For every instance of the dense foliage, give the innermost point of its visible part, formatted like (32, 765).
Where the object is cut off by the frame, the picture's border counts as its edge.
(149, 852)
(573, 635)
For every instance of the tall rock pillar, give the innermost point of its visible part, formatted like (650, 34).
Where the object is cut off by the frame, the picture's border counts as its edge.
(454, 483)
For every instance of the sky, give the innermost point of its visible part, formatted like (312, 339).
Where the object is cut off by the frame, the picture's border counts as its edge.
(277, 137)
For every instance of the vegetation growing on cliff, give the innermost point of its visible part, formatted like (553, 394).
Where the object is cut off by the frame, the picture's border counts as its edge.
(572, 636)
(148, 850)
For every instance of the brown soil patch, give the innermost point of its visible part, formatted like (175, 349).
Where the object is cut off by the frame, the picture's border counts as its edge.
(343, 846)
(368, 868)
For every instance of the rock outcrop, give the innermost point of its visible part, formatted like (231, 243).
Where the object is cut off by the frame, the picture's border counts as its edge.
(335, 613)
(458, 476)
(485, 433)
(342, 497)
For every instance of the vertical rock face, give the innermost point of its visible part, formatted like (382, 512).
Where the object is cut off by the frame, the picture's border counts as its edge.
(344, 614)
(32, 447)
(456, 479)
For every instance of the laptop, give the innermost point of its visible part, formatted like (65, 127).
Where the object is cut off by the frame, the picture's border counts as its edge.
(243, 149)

* * *

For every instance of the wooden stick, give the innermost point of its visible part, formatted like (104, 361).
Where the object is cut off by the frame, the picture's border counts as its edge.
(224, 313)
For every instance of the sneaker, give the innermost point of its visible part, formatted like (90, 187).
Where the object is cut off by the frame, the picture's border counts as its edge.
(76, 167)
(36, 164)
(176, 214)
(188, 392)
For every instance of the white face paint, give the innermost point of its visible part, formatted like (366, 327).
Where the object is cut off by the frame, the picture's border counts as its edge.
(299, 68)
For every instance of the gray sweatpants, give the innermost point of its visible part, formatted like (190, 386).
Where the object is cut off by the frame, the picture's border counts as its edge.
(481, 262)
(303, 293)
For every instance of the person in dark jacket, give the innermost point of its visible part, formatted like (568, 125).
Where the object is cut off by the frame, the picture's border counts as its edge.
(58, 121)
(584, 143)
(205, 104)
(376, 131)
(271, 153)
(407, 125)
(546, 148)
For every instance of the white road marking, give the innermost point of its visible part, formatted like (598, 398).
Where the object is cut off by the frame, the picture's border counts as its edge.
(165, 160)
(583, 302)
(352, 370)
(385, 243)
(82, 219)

...

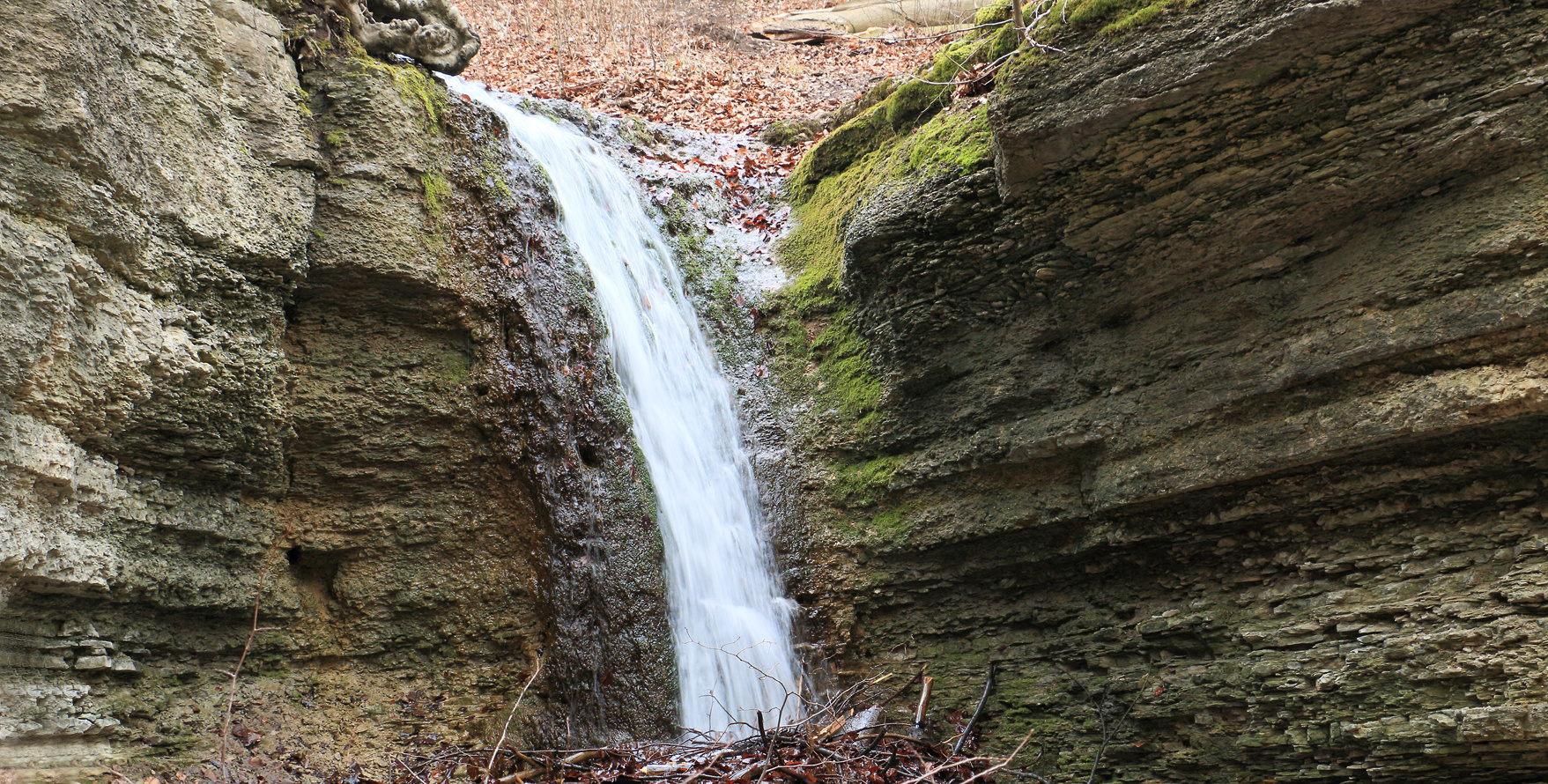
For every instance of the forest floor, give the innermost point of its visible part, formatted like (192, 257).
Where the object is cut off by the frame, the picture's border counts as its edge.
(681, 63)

About this task
Copy each line of the records above that carries the word "rock".

Task result
For every instance of the tall rock pillar, give the innermost point of its visible part, formatted like (650, 34).
For every instance of the rock outcrop, give the innermost point of its visible part, formatted like (231, 243).
For every instance of the vertical rock face, give the innermost point of its visible part, formatted like (382, 512).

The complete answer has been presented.